## 提示文
▼

2008-11-04 Do-it-Your Media Center is doing it now.
取手アートプロジェクト2008参加
取手アートプロジェクト2008(http://www.toride-ap.gr.jp/index.html)に、Do-it-Your Media Center(ドゥイットユア・メディアセンター、以下DiYMC)というユニットを組んで、選考会選出作家の一員として参加しています。
準備に追われ、気がつくと始まってからもう3日経ってしまいましたが、11月16日まで、金土日に開催中。取手井野団地の広い敷地全体を使ってレジデンス・アーティストやゲスト・アーティストがさまざまな展示やイベントを繰り広げます。TAP2008のチラシ/ポスターはこんな。
DiYMCは、僕と大学の教員仲間の久木元拓さんと山口祥平さん、そしてデザイナーの大岡寛典さんを加えた四人組だ。全員そろうとこんな感じ(撮影=舟山貴士)。
エプロン姿はいわゆるDIYの記号として——ホームセンターの店員みたいに——そろえてみたものだが、グループとしてのDiYMCのコンセプトは「美術そのものではなく美術周辺にある編集、文化政策、ドキュメンテーション、グラフィックデザインなどの手法を融合し、芸術と社会のシステム形成を目指すメディアアクティヴユニット」である。

▲

## 記録データ

▼

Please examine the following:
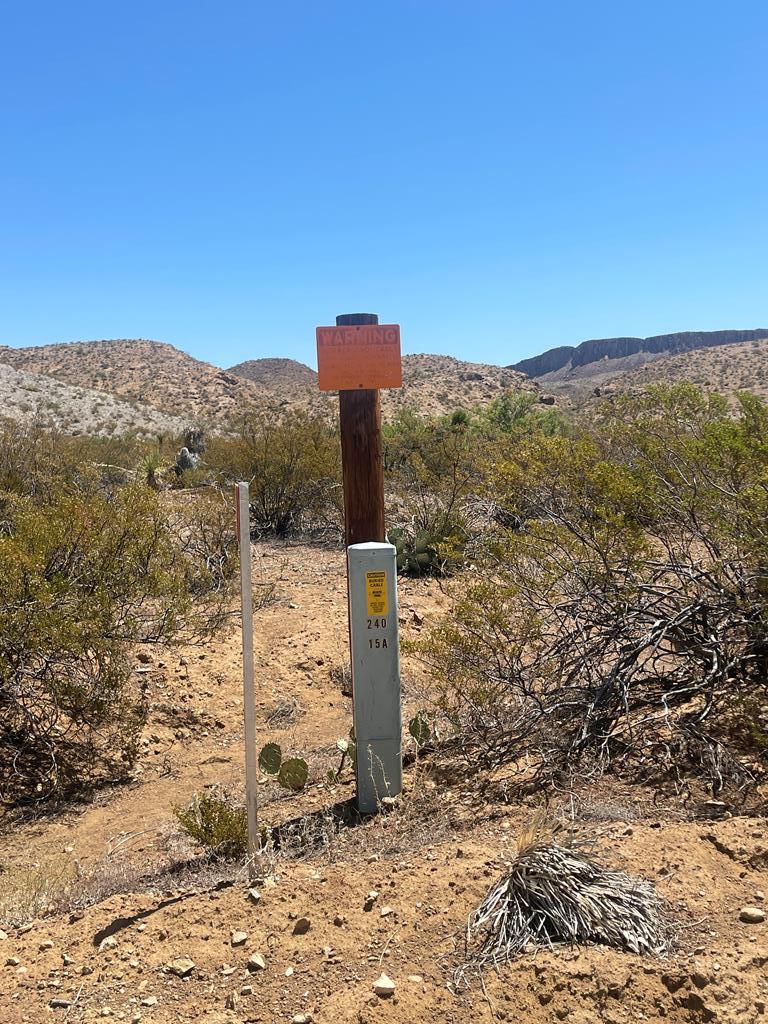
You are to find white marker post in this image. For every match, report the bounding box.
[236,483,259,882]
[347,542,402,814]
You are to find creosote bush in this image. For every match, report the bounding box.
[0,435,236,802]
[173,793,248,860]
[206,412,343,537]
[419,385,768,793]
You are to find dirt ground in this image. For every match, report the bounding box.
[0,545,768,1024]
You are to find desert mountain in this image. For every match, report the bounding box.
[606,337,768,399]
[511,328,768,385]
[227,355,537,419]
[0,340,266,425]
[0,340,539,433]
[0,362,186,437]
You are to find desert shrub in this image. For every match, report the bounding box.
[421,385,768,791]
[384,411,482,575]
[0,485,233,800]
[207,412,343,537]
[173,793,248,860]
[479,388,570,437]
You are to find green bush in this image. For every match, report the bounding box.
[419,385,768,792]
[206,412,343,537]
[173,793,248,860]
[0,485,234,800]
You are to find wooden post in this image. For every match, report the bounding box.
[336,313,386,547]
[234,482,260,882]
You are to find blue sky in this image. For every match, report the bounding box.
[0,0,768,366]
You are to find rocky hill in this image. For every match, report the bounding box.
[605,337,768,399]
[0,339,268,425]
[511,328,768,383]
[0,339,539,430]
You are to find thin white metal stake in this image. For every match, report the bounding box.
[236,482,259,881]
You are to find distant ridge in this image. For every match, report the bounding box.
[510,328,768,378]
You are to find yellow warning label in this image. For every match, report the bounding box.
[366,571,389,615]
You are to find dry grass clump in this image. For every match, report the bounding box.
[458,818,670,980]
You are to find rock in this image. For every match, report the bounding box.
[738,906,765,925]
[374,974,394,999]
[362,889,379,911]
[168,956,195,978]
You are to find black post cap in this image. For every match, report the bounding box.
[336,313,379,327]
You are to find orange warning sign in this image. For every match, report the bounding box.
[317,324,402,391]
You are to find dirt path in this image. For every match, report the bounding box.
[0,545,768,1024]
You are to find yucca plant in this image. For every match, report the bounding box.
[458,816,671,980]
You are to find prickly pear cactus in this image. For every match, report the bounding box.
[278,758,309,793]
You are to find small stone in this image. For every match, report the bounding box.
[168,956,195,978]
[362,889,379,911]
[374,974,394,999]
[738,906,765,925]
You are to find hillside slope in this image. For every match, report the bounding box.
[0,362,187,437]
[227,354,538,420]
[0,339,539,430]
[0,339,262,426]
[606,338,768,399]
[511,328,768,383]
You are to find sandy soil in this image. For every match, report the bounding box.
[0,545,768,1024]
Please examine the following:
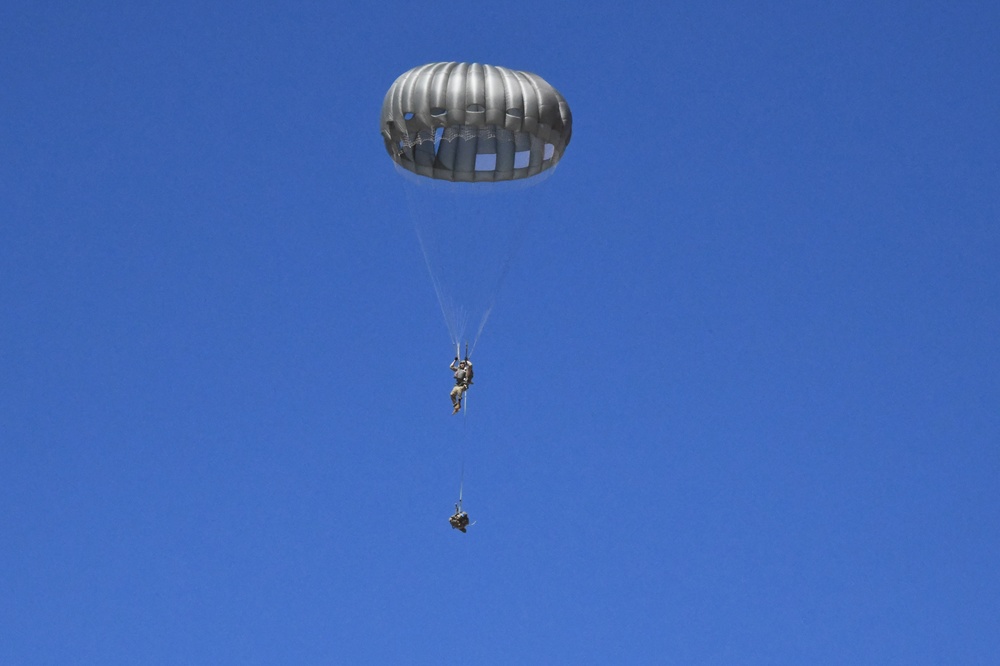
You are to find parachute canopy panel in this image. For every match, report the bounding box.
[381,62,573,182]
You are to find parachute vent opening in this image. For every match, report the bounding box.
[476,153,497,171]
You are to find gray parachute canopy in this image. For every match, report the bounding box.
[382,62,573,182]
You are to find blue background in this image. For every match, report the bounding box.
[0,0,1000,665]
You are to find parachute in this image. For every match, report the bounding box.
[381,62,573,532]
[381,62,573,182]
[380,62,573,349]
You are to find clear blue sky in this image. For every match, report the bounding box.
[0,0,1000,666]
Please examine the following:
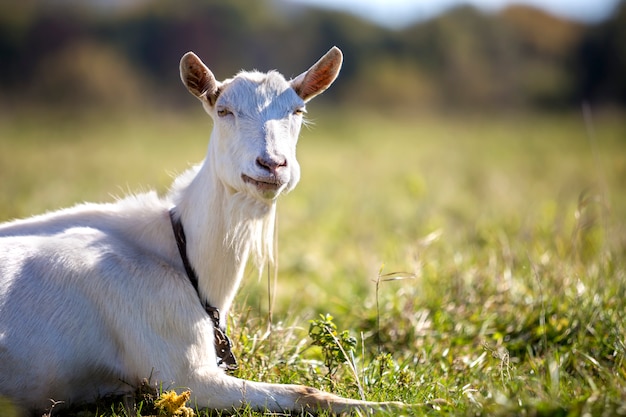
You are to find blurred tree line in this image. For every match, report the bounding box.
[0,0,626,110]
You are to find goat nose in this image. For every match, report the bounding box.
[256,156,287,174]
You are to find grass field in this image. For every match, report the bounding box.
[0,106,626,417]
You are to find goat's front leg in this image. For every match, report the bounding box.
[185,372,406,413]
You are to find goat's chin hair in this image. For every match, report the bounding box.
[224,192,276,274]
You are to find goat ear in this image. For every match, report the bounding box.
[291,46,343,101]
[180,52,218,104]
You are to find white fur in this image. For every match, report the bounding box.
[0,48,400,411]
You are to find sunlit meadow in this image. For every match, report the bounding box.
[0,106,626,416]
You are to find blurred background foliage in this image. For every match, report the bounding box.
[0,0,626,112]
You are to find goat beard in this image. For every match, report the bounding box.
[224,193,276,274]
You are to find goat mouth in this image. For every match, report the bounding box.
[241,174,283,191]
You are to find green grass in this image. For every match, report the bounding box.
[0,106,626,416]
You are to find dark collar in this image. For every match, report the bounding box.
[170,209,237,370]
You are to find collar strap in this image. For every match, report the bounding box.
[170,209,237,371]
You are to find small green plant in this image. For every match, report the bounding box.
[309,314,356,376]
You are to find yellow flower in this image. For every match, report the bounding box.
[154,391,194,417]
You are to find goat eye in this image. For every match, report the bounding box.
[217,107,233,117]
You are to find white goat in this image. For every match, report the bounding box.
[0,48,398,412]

▲
▼

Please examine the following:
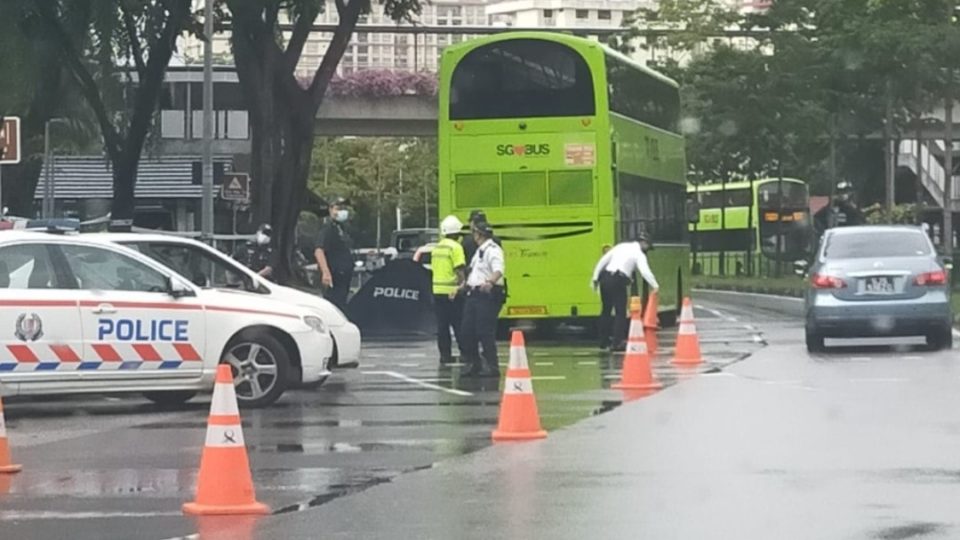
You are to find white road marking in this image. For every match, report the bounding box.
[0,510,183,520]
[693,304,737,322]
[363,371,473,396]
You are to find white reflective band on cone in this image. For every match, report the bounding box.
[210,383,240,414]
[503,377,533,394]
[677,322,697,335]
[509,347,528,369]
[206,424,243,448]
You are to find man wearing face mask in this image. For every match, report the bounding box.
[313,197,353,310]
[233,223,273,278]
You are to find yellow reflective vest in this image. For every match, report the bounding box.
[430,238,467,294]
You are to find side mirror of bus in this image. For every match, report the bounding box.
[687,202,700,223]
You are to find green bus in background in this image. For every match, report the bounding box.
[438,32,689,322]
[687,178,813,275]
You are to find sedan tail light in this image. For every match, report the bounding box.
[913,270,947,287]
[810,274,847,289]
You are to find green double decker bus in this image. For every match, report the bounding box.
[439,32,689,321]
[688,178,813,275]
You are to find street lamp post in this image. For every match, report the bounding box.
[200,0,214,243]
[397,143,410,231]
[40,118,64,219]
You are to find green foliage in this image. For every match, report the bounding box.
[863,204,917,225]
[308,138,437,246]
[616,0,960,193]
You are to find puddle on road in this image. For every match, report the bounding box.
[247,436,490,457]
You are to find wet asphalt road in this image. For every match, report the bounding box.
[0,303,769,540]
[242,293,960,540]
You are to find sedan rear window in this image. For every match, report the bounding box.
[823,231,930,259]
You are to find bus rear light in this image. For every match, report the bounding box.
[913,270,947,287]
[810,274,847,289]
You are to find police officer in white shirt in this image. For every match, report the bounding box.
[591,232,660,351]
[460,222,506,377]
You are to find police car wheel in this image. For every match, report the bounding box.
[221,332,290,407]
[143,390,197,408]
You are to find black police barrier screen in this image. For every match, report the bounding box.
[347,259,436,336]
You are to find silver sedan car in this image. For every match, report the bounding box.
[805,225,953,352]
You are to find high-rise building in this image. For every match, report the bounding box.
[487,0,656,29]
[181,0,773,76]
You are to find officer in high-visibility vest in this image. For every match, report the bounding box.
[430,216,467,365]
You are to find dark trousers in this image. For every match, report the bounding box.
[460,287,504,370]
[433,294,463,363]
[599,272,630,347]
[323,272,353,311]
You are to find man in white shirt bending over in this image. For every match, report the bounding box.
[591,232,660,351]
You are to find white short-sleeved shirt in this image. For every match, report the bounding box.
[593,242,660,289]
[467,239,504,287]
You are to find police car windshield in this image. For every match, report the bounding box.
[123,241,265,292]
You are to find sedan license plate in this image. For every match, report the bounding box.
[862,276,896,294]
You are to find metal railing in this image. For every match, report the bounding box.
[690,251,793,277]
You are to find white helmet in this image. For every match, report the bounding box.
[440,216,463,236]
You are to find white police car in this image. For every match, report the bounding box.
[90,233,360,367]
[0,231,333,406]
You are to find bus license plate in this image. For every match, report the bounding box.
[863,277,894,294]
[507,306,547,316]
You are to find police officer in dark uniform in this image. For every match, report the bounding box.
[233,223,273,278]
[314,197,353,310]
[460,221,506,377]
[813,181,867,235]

▲

## 練習問題
A: 提示文のうち、「準備に追われ、気がつくと始ま」を含む語句から書き始め、「んな感じ(撮影=舟山貴士)。」まで書いたら止めて、その範囲をそのまま書き写してください。
B: 提示文で名前が挙げられているDiYMCのメンバーは誰ですか。すべて挙げてください。
C: 取手アートプロジェクト2008への参加を記した提示文を、最後の文の後から書き継いでください。

## 解答
A:
準備に追われ、気がつくと始まってからもう3日経ってしまいましたが、11月16日まで、金土日に開催中。取手井野団地の広い敷地全体を使ってレジデンス・アーティストやゲスト・アーティストがさまざまな展示やイベントを繰り広げます。TAP2008のチラシ/ポスターはこんな。
DiYMCは、僕と大学の教員仲間の久木元拓さんと山口祥平さん、そしてデザイナーの大岡寛典さんを加えた四人組だ。全員そろうとこんな感じ(撮影=舟山貴士)。

B: 久木元拓、山口祥平、大岡寛典

C:
僕たちはいわゆる絵や立体などを表現手段とするいわゆる”アーティスト”ではないけれど、それぞれの専門分野の知識や技術を集め、ひとつに束ねることによって、アートプロジェクトに匹敵する何かができるのではないだろうか、という実験精神をスタートラインとしている。既存のメディアに頼らず自分たち自身がメディアに——情報収集・発信ステーションになってどこへでも移動して行こうという発想のルーツを辿ると40年くらい前のDiYやバックパッキングの思想や方法論がある(あるいは、ゲリラテレビジョン……)。そう、このやり方は別に僕たちのオリジナルのコピーライトではなく、以前からいろんな人がやってきたことだし、今後だれもが同じようなやり方で違うコンテンツをどんどん作り始めれば、それが一番面白いと僕は考えている。
ちなみに、DiY精神に関しては、今年とても良い本が出版された。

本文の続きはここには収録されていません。